INPUT:
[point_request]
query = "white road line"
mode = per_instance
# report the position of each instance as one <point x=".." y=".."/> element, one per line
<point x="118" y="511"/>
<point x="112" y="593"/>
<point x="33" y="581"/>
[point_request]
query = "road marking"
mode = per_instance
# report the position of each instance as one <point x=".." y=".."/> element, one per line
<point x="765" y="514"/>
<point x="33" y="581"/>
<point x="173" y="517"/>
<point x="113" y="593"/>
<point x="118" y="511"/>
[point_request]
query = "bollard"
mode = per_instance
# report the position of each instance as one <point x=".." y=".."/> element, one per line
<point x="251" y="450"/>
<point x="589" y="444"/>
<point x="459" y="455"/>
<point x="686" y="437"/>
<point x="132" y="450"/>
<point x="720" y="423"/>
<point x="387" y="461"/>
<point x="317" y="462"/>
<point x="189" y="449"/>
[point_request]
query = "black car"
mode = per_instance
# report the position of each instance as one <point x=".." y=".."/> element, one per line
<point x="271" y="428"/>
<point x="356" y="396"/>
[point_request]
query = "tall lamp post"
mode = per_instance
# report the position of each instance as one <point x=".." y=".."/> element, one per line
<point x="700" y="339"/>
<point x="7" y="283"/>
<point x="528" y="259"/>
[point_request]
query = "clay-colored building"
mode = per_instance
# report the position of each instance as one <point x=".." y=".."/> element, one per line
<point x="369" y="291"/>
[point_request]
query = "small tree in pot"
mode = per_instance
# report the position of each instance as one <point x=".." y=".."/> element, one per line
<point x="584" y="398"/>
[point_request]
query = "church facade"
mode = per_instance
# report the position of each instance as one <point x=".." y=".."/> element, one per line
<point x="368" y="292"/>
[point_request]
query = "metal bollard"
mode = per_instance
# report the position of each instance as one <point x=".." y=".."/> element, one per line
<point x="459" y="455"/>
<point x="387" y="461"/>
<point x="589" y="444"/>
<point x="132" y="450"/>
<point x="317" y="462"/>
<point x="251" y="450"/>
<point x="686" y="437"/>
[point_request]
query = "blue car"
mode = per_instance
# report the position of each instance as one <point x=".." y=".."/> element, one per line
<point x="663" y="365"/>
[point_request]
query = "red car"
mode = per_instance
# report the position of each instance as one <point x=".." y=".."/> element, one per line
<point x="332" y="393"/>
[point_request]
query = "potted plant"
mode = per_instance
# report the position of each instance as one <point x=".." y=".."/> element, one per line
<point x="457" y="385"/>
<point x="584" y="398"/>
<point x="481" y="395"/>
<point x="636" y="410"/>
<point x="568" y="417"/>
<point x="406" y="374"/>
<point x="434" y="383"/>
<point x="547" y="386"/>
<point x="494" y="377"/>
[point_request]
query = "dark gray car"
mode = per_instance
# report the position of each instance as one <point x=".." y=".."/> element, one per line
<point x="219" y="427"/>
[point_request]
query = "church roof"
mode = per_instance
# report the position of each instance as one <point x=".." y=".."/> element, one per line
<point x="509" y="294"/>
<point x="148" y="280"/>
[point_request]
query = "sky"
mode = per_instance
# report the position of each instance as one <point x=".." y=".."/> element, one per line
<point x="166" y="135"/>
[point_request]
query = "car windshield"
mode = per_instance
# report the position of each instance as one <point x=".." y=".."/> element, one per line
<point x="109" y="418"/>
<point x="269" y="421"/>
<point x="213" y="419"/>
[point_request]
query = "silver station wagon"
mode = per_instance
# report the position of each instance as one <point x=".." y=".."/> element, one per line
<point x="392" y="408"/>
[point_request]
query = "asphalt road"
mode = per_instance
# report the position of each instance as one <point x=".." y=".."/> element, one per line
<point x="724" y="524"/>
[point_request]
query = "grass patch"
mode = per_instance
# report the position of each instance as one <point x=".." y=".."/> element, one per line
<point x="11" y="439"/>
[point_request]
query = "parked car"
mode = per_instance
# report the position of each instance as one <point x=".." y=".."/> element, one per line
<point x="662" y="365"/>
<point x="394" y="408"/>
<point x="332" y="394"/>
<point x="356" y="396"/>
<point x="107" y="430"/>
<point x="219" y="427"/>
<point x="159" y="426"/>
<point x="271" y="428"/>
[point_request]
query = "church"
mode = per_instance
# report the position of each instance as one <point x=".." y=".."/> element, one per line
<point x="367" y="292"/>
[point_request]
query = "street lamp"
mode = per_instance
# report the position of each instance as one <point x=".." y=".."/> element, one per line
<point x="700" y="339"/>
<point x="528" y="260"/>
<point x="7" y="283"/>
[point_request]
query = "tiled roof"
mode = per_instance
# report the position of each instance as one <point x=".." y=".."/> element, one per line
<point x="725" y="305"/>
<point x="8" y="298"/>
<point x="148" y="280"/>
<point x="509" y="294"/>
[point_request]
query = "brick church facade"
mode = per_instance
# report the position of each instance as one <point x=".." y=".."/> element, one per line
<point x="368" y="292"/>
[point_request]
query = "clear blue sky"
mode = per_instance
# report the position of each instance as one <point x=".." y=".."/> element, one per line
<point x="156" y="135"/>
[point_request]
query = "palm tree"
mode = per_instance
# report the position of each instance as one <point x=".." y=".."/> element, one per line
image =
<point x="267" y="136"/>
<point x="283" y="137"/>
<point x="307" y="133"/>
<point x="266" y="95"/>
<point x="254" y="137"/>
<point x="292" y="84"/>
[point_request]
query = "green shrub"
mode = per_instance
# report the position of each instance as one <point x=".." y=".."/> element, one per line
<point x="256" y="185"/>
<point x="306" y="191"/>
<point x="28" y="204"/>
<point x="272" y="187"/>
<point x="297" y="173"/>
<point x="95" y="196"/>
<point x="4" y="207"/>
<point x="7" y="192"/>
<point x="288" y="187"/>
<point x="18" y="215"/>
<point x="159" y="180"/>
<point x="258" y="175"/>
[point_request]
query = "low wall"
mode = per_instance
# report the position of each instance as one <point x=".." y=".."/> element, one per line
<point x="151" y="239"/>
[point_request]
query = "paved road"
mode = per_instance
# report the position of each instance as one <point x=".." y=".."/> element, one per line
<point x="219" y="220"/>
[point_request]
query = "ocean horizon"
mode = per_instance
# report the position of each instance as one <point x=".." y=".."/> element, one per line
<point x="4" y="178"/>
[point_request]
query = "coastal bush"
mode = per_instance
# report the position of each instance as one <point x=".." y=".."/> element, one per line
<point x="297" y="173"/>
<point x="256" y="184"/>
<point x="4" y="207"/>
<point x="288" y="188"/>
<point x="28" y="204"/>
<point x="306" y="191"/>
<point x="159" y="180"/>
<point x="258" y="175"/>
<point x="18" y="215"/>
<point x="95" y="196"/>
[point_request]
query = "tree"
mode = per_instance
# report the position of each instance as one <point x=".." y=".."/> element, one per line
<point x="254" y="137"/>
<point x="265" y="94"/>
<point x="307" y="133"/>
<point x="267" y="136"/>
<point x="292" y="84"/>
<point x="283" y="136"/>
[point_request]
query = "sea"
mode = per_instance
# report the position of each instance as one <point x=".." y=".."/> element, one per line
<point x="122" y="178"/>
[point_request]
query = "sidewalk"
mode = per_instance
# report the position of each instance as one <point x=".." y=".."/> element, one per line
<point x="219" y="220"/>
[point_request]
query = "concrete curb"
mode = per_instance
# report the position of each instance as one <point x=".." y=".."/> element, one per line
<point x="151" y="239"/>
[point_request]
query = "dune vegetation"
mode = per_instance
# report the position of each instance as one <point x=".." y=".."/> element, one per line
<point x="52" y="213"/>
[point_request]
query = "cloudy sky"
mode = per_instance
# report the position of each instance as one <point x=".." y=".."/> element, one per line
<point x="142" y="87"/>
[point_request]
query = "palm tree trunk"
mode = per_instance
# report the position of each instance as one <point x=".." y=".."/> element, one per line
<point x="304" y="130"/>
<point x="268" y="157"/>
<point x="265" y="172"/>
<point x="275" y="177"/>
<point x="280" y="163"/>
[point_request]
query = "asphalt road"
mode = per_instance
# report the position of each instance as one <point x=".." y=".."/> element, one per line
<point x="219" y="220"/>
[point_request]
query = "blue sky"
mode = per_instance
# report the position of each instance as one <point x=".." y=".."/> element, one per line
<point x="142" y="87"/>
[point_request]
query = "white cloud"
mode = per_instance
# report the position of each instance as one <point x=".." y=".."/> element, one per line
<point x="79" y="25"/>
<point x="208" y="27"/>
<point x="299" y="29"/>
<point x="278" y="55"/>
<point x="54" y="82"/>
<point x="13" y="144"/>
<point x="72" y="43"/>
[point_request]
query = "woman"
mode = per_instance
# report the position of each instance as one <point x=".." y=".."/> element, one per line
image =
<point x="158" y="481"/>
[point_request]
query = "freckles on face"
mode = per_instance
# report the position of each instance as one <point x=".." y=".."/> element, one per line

WHAT YOU HAVE TO DO: Locate each line of the items that contains the string "blue" and copy those lines unchanged.

SOLUTION TO THE EXERCISE:
query = "blue car"
query = "clear blue sky"
query = "blue sky"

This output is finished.